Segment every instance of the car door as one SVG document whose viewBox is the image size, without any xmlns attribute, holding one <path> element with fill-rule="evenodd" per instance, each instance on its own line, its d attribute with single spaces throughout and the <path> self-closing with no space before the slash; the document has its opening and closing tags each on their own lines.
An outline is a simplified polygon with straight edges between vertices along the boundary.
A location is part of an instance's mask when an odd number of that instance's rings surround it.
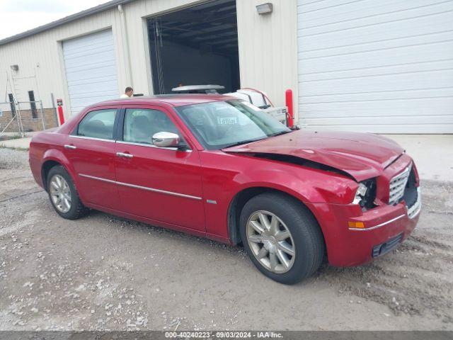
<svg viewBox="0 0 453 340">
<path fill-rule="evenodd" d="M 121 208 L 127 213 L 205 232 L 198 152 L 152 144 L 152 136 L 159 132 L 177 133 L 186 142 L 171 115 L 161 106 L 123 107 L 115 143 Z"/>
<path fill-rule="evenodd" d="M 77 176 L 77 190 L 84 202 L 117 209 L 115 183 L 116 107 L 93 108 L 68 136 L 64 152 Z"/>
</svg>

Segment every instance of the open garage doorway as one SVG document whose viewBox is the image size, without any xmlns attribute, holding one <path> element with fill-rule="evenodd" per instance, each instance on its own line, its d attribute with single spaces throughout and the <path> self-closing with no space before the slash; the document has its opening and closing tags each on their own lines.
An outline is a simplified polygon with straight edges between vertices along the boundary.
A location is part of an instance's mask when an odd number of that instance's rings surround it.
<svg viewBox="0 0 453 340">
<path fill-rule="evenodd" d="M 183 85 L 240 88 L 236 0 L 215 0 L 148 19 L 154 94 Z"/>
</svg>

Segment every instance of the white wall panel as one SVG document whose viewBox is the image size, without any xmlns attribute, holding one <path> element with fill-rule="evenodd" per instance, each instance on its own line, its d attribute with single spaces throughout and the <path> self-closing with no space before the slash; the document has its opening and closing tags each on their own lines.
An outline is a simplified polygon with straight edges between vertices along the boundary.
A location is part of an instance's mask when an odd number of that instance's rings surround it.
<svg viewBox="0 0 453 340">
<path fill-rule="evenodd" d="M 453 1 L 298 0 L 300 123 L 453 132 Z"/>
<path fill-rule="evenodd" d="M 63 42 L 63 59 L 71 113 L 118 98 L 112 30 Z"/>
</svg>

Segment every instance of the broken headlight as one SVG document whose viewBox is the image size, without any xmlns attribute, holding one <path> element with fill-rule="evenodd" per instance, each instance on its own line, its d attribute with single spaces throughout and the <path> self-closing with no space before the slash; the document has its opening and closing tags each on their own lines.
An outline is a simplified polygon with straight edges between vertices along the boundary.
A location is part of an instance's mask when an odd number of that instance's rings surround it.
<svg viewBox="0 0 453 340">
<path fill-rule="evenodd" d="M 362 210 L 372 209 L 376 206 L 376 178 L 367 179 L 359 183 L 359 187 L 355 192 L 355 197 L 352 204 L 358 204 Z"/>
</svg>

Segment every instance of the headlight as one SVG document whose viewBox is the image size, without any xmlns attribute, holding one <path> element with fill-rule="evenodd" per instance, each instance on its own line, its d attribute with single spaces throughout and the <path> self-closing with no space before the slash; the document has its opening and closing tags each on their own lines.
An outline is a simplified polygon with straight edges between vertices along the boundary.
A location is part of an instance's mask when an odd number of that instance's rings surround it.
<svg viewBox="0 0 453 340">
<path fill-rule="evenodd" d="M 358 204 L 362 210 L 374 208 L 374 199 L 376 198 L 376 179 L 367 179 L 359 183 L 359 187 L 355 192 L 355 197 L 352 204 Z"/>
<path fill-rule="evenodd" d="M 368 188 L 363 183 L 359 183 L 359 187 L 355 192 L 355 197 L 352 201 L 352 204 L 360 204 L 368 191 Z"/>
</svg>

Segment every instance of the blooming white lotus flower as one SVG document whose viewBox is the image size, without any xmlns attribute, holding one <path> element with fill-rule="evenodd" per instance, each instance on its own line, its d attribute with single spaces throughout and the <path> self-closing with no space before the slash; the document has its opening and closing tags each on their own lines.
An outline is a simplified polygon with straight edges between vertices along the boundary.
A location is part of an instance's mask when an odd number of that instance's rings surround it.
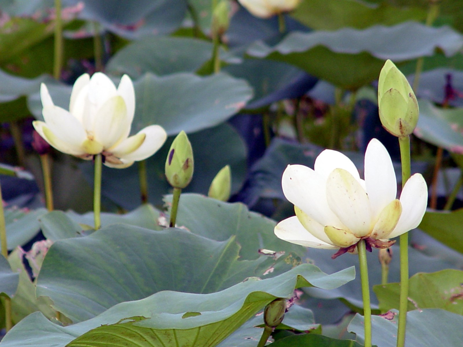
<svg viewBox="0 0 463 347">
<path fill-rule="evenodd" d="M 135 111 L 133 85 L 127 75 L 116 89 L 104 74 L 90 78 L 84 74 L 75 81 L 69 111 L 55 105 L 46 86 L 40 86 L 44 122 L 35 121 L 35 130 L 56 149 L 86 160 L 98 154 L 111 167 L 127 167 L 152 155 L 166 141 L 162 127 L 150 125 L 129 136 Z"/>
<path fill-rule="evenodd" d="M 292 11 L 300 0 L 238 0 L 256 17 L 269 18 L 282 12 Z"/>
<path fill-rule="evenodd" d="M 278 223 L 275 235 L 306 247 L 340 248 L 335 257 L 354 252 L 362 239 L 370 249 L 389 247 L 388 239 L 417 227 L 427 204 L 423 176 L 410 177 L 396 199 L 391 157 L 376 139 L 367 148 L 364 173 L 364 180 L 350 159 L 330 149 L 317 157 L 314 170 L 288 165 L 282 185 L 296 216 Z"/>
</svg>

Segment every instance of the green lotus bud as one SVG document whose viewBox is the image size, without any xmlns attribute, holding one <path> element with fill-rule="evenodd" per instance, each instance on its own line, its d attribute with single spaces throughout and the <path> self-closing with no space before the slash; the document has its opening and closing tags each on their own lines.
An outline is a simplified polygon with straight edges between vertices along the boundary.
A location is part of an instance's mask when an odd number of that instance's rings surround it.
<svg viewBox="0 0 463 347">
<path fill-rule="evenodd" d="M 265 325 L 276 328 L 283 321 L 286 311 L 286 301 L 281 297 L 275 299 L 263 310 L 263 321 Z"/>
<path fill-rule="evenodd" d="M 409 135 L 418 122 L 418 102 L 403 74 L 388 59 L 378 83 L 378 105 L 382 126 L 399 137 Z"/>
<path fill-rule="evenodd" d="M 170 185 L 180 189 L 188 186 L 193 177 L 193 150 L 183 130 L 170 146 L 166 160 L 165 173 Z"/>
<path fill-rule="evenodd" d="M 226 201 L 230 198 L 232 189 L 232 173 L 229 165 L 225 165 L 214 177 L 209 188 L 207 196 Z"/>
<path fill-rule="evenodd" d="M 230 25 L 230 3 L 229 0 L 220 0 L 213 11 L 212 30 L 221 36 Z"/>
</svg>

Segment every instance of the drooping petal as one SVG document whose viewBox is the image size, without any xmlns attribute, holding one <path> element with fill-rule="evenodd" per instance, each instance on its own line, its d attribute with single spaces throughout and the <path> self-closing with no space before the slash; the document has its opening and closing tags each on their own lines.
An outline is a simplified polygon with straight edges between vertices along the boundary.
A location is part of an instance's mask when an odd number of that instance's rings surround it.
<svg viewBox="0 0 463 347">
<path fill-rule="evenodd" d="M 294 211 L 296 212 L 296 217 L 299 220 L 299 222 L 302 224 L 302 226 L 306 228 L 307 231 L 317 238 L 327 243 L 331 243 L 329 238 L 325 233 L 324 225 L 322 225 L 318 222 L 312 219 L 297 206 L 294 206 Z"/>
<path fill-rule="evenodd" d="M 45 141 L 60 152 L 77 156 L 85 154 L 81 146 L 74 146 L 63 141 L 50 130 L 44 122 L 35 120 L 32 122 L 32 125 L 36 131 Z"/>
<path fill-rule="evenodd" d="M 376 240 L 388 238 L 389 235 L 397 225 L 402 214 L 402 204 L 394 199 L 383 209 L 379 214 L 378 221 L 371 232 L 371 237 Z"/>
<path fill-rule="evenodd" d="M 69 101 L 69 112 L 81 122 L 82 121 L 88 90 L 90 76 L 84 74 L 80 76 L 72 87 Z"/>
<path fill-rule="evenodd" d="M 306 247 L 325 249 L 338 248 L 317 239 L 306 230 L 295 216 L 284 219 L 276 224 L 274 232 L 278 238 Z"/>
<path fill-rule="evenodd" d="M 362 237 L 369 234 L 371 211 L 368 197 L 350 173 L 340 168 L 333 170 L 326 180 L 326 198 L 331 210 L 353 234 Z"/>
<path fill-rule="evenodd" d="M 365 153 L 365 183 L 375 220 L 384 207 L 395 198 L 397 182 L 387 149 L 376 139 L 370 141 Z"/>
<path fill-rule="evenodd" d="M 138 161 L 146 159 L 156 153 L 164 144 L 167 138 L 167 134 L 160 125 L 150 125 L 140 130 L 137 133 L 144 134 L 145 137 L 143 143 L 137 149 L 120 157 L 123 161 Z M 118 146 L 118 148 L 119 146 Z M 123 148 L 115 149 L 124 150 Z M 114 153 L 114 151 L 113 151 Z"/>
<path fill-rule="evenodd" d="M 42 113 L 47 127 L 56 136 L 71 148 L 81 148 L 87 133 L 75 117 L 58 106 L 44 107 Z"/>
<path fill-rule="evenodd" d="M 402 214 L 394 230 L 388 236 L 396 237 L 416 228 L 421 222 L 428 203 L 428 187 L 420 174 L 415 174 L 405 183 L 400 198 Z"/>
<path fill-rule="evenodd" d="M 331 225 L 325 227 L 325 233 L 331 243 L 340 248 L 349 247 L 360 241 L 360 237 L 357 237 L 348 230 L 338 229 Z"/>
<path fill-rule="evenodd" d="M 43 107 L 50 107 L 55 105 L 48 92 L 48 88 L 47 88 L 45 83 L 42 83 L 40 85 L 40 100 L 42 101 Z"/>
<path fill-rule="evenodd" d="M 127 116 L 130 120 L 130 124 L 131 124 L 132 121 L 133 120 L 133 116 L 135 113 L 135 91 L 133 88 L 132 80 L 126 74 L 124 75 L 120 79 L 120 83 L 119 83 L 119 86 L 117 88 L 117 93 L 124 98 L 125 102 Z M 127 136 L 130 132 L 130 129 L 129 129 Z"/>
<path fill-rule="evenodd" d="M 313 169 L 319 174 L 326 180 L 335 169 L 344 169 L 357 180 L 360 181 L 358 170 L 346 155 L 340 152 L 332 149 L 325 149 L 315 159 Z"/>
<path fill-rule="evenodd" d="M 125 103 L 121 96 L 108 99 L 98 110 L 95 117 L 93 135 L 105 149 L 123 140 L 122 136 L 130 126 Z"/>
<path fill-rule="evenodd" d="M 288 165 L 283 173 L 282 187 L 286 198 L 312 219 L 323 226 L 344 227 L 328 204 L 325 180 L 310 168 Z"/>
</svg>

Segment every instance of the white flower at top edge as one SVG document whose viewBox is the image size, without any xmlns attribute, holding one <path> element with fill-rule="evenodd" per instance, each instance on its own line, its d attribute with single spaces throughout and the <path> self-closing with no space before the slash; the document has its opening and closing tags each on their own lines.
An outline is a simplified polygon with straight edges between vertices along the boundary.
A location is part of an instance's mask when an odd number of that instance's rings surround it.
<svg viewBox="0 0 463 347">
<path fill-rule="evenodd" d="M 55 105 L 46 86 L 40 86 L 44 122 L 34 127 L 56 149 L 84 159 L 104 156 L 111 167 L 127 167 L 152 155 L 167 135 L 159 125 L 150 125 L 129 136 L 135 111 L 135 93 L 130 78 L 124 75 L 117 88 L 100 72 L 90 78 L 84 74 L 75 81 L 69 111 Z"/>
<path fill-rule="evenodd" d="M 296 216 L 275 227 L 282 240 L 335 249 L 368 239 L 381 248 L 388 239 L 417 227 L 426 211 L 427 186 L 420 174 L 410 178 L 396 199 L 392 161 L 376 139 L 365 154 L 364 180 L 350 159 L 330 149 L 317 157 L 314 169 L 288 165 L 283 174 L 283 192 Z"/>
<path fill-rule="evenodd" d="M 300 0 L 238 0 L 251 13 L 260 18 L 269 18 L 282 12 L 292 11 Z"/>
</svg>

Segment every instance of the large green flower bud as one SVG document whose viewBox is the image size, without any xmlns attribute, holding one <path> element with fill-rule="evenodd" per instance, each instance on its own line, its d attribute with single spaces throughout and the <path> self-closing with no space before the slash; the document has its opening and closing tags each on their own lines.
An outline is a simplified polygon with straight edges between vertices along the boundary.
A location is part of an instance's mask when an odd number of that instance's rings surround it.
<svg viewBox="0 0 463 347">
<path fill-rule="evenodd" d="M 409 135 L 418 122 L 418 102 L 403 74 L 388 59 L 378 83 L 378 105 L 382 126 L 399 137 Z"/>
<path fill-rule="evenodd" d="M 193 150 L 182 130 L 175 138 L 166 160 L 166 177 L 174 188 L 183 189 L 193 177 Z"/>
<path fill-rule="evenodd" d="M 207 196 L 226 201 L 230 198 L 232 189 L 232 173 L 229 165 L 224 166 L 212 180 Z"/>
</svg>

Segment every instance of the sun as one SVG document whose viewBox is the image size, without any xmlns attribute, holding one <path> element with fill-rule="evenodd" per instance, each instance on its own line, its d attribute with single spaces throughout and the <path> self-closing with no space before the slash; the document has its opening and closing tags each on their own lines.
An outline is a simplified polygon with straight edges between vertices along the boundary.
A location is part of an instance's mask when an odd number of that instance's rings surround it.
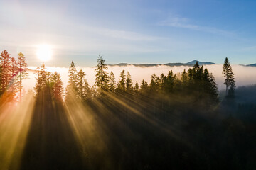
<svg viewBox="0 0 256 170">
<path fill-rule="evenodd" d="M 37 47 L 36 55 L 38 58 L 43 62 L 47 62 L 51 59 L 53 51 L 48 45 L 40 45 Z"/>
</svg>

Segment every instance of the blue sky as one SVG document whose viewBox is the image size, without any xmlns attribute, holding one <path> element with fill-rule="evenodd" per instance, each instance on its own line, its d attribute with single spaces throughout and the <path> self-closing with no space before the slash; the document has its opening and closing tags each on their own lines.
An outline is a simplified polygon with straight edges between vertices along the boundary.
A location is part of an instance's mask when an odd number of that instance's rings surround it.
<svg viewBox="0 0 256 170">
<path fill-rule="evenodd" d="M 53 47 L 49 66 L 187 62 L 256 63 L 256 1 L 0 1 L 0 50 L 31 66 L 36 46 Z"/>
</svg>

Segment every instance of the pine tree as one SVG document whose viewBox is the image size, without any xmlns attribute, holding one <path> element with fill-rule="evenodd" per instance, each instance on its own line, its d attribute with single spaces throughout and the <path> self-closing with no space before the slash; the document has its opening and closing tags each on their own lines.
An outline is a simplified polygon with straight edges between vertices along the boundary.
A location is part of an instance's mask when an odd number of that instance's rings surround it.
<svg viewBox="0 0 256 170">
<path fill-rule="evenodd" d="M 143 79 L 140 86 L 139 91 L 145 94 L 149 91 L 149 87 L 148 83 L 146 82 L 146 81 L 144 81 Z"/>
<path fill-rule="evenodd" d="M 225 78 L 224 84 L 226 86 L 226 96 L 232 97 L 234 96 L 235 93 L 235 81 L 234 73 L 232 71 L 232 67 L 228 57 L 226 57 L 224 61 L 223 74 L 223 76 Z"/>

-=-=-=-=-

Please pick out each line in the listing above that contains the word "pine" and copy those lines.

> **ANSWER TO THIS EXERCISE**:
Segment every instance of the pine tree as one SVG document whose viewBox is the image size, without any xmlns attribute, holding one <path> element with fill-rule="evenodd" per instance, each instance on its own line, its d attribute with single spaces throughout and the <path> self-closing with no space before the slash; the document has its opening and closing tags each on their own lines.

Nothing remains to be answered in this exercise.